**Task objective**: Only lines containing the word "blue" are needed; pull them out of the material.

**Supplied material**:

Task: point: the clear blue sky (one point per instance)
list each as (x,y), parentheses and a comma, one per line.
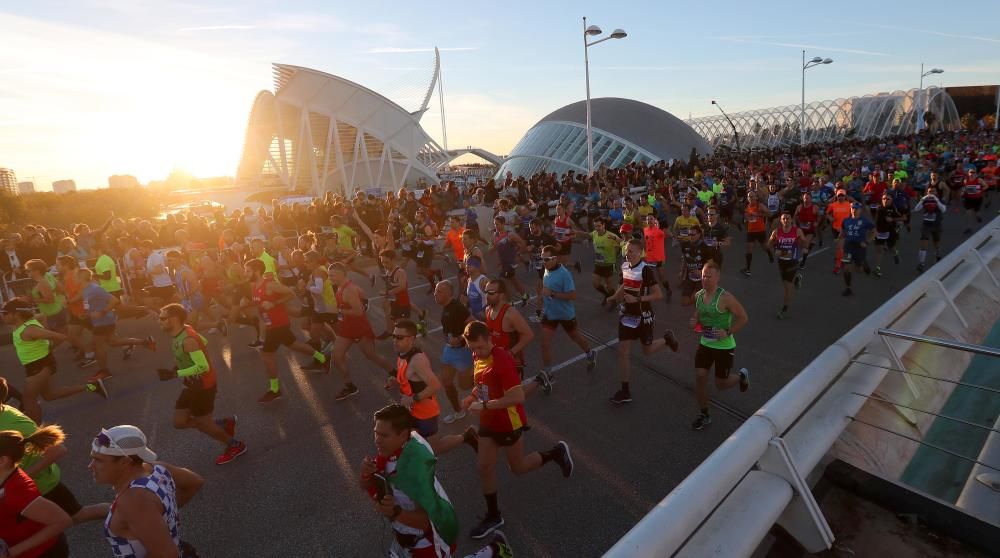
(90,88)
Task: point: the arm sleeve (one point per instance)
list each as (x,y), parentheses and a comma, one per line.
(200,365)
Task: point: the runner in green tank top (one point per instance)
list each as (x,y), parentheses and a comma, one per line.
(606,246)
(32,345)
(718,315)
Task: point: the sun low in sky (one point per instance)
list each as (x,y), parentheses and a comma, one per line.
(91,88)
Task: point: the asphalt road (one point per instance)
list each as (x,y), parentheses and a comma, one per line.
(294,492)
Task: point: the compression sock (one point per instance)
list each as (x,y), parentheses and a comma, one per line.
(492,509)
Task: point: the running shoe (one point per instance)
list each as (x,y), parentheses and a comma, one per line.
(702,421)
(99,375)
(621,397)
(232,452)
(563,458)
(348,391)
(671,340)
(269,396)
(471,437)
(486,526)
(544,381)
(97,386)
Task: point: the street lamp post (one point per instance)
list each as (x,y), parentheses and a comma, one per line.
(802,113)
(736,136)
(592,31)
(923,102)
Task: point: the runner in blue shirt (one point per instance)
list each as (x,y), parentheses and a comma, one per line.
(558,294)
(858,232)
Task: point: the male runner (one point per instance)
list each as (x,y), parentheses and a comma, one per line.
(558,294)
(270,296)
(718,315)
(197,400)
(857,233)
(352,328)
(787,240)
(930,226)
(498,398)
(638,291)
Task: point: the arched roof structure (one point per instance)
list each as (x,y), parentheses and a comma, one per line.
(870,116)
(623,131)
(319,132)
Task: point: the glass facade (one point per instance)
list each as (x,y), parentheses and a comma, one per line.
(558,146)
(871,116)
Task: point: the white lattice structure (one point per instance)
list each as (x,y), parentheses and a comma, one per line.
(318,132)
(871,116)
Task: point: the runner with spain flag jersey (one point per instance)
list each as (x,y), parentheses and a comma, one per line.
(499,398)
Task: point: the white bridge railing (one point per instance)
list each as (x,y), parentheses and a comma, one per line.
(756,478)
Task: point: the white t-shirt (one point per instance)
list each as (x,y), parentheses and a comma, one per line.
(155,260)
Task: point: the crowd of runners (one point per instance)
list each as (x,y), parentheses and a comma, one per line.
(306,277)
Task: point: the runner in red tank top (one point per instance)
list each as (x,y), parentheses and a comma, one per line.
(807,219)
(270,297)
(352,328)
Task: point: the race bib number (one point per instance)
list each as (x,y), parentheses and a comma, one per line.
(630,321)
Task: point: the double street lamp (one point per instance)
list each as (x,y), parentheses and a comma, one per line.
(593,31)
(802,114)
(923,102)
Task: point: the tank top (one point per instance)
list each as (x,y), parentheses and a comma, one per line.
(788,243)
(501,338)
(561,230)
(183,359)
(160,483)
(277,316)
(506,250)
(808,215)
(49,308)
(29,351)
(755,219)
(477,298)
(425,408)
(711,318)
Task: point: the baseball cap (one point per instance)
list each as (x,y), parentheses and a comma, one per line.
(123,440)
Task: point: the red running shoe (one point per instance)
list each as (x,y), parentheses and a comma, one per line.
(232,452)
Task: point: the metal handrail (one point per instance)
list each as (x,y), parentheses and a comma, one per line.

**Answer below**:
Task: point: the clear blue sky (one point per instance)
Task: point: the runner in blue shirt (one point per instance)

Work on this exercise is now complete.